START Source extract
Others are Notofy Enterprises (Pvt) Ltd, Kingmaker Corporate Resources, Heritage Printing (Pvt) Ltd, Better Agriculture (Pvt) Ltd and Grafax Cotton (Pvt) Ltd, among others.

Banks such as Standard Chartered and Cabs have retrenched some of their workforce, adding to the long list of the unemployed in Zimbabwe which, according to the International Labour Organisation, stands at more than 90%.

The job losses are a continuation of the Mugabe era when unemployment became rife as a result of the massive economic decline.

More than 2 800 workers were retrenched by 73 companies in 2017 for various reasons ranging from restructuring to viability challenges.

A total of 8 843 workers were laid off in 2015 and 2016. In 2015, 5 333 workers were retrenched and this does not include those who were affected by the July 17 Supreme Court ruling that year which allowed employers to dismiss workers on three months’ notice.

In 2016, there were 3 510 workers who were retrenched, worsening unemployment levels.
END Source extract
▶ _Task item A_
From the Zimbabwe job losses excerpt, extract the passage between "A total of 8" and "three months’ notice.", inclusive.
▶ _Task item B_
According to the Zimbabwe job losses excerpt, how many companies retrenched workers in 2017?
▶ _Task item C_
Carry on the Zimbabwe job losses excerpt from its final sentence.
START Entries provided
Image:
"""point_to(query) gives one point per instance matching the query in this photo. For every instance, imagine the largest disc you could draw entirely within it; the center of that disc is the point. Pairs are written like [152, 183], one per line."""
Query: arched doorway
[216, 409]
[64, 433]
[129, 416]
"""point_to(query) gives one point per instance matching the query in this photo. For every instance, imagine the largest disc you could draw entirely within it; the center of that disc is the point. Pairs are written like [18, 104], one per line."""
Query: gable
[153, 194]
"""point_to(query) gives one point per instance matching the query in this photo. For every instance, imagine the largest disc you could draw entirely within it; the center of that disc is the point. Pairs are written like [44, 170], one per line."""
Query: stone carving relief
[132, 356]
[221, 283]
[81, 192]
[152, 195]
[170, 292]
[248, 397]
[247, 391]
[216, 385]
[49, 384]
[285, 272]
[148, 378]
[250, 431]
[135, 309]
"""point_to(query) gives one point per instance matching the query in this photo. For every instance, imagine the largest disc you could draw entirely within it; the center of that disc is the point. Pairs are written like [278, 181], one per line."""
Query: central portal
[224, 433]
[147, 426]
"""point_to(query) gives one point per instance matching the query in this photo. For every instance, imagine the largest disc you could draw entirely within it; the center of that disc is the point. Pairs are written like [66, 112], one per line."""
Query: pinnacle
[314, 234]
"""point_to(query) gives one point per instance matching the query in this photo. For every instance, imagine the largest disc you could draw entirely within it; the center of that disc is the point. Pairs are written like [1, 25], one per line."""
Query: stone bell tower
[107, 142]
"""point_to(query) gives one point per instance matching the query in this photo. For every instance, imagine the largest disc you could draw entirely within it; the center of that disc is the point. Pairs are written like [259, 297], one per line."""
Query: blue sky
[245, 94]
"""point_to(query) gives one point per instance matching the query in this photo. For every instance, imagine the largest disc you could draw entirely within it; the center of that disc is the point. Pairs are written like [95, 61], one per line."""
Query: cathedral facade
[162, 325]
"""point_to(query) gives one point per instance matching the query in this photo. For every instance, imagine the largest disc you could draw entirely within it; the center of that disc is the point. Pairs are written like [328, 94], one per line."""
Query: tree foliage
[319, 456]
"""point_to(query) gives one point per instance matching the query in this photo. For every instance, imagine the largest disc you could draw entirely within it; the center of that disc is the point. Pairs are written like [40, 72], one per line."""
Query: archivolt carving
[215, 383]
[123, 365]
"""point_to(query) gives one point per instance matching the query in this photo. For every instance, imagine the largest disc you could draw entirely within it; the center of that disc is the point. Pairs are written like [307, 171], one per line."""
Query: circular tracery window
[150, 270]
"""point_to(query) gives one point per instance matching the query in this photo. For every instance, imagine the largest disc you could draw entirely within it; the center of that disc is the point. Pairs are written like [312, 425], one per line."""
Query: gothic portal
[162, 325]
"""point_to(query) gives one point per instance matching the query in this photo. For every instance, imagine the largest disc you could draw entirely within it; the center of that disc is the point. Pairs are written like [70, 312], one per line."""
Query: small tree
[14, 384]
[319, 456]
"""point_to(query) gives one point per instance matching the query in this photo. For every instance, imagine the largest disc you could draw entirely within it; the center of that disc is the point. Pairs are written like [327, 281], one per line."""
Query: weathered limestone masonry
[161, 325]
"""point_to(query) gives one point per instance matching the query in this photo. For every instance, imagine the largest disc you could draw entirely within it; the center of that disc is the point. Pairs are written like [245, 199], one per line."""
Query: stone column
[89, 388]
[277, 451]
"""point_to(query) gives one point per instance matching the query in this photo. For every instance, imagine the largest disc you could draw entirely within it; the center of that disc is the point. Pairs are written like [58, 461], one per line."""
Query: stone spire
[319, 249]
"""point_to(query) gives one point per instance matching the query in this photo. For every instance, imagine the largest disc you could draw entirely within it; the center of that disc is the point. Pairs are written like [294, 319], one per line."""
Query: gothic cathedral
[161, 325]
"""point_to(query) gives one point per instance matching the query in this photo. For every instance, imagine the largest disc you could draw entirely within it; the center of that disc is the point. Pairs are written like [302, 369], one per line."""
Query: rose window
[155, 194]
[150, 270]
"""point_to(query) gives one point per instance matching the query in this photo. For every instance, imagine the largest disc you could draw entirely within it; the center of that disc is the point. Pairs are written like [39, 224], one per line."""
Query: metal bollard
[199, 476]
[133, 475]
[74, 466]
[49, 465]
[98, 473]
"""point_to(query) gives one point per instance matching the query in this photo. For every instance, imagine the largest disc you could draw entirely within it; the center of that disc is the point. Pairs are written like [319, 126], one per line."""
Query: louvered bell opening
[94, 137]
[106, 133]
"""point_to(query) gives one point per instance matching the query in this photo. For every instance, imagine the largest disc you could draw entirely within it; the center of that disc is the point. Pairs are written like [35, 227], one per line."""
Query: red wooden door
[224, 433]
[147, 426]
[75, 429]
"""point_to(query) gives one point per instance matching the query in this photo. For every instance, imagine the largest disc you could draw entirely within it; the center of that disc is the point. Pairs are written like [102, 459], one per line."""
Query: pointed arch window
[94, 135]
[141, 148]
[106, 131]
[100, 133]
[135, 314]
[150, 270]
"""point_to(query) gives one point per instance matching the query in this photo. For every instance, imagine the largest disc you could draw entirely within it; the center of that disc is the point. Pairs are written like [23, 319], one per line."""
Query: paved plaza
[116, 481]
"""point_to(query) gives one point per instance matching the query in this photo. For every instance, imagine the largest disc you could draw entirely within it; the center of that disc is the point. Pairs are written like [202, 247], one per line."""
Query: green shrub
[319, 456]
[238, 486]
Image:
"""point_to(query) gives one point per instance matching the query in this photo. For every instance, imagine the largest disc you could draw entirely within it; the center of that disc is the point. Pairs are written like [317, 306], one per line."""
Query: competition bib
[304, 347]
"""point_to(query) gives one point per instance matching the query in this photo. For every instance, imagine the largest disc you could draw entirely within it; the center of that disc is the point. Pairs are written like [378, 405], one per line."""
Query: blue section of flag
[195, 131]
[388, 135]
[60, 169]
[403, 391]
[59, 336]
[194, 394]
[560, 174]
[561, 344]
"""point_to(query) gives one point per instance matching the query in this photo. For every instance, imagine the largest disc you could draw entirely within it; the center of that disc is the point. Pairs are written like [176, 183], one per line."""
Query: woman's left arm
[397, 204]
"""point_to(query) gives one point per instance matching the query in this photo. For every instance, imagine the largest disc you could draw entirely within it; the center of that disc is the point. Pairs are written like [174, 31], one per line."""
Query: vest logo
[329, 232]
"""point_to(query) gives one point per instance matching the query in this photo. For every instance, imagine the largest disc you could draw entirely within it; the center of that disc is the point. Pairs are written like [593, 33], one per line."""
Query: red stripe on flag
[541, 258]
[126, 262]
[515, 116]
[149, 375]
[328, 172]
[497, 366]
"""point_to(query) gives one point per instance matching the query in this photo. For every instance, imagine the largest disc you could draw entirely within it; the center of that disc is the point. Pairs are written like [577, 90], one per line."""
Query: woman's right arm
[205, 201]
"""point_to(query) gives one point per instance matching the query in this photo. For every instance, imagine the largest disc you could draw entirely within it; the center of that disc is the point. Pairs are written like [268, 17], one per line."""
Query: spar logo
END Entries provided
▶ _Answer section A_
A total of 8 843 workers were laid off in 2015 and 2016. In 2015, 5 333 workers were retrenched and this does not include those who were affected by the July 17 Supreme Court ruling that year which allowed employers to dismiss workers on three months’ notice.

▶ _Answer section B_
73 companies.

▶ _Answer section C_
More than 6 000 workers were retrenched in 2014. The job losses are a continuation of the Mugabe era when unemployment became rife as a result of massive economic decline.

Life is no better for the majority of those who are still in employment. The decisions by government to separate RTGS and forex accounts in October last year resulted in prices of goods skyrocketing, severely eroding workers’ disposable incomes.

According to official statistics, prices of goods have shot up by almost 200% between October last year and April this year.

Products such as cooking oil, washing powder and laundry bar soap has shot up by more than 100% in the last seven months.

According to the statistics, the price of 2 litres of cooking oil has increased by 195% from $4 in October to $11,80 in April with the cost of washing powder skyrocketing by 183,9% from $8 in October to $22,71 in April. The price of laundry bar soap shot up by 122,2% in the seven-month period from $1,80 in October to $4 in April.
The price increases have worsened after the Reserve Bank of Zimbabwe altered the exchange rate from 1:1 to the United States dollar to 1:2,5. The price of bread has since gone up from $1,80 to $3,50, an increase of nearly 100%. Mobile network operators have also significantly hiked their charges, particularly for data.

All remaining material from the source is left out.